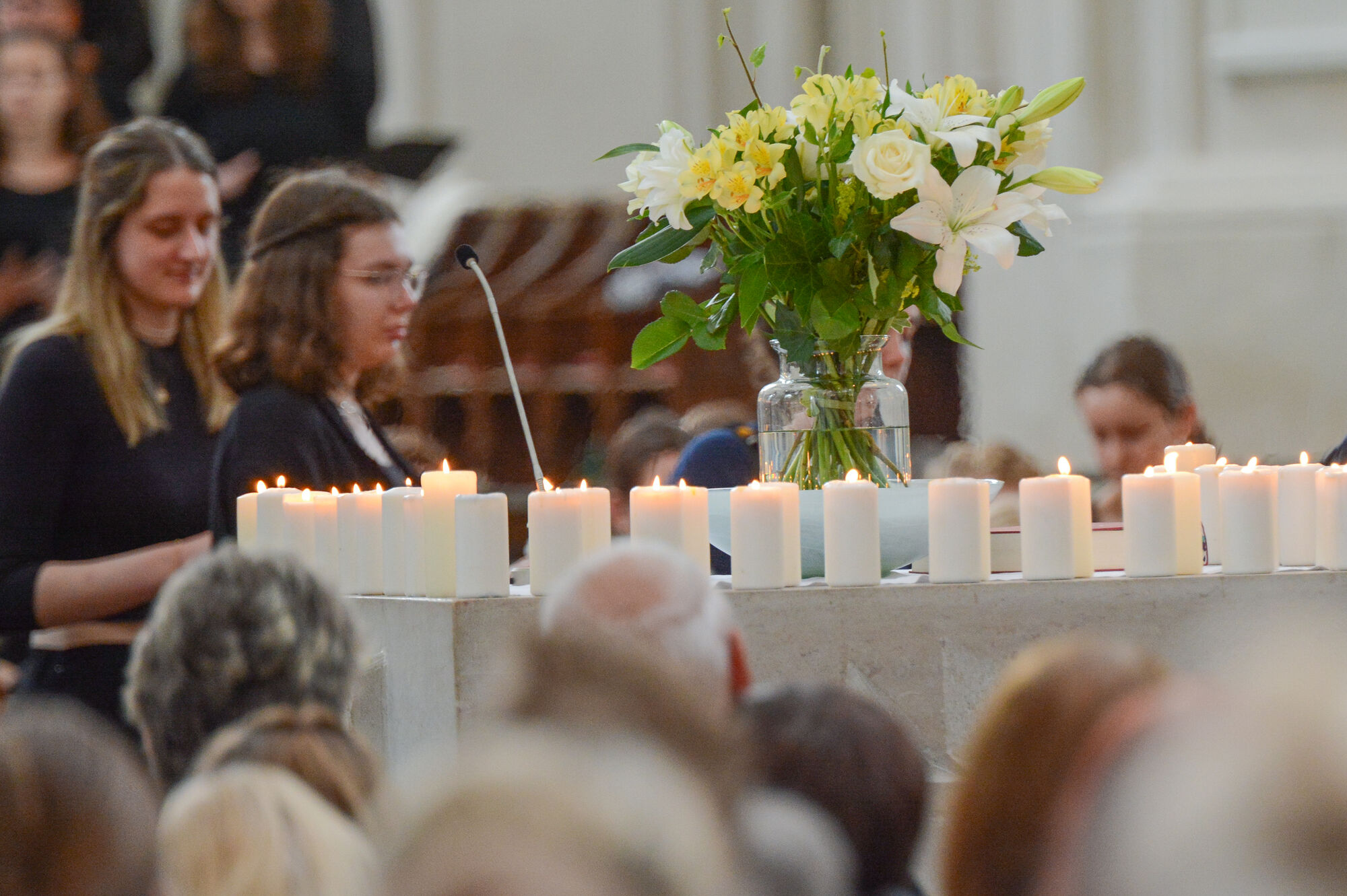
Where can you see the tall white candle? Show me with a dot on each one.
(1332, 525)
(271, 517)
(1150, 525)
(482, 544)
(599, 517)
(556, 536)
(440, 489)
(697, 525)
(1296, 514)
(1190, 456)
(370, 528)
(790, 529)
(300, 528)
(1055, 526)
(1209, 477)
(960, 529)
(348, 543)
(246, 520)
(395, 540)
(758, 543)
(414, 543)
(1249, 518)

⁂

- _Your goal_
Please copy every line of the records above word for word, leaving out the pictures.

- _Completed exercise_
Where can you see the tall white candle? Show me with a dot on each one.
(1332, 525)
(271, 517)
(1150, 525)
(482, 544)
(599, 517)
(556, 536)
(440, 489)
(697, 525)
(1296, 514)
(1190, 456)
(370, 528)
(790, 529)
(300, 528)
(1055, 526)
(1209, 477)
(960, 529)
(348, 543)
(246, 520)
(395, 540)
(758, 543)
(414, 543)
(1249, 518)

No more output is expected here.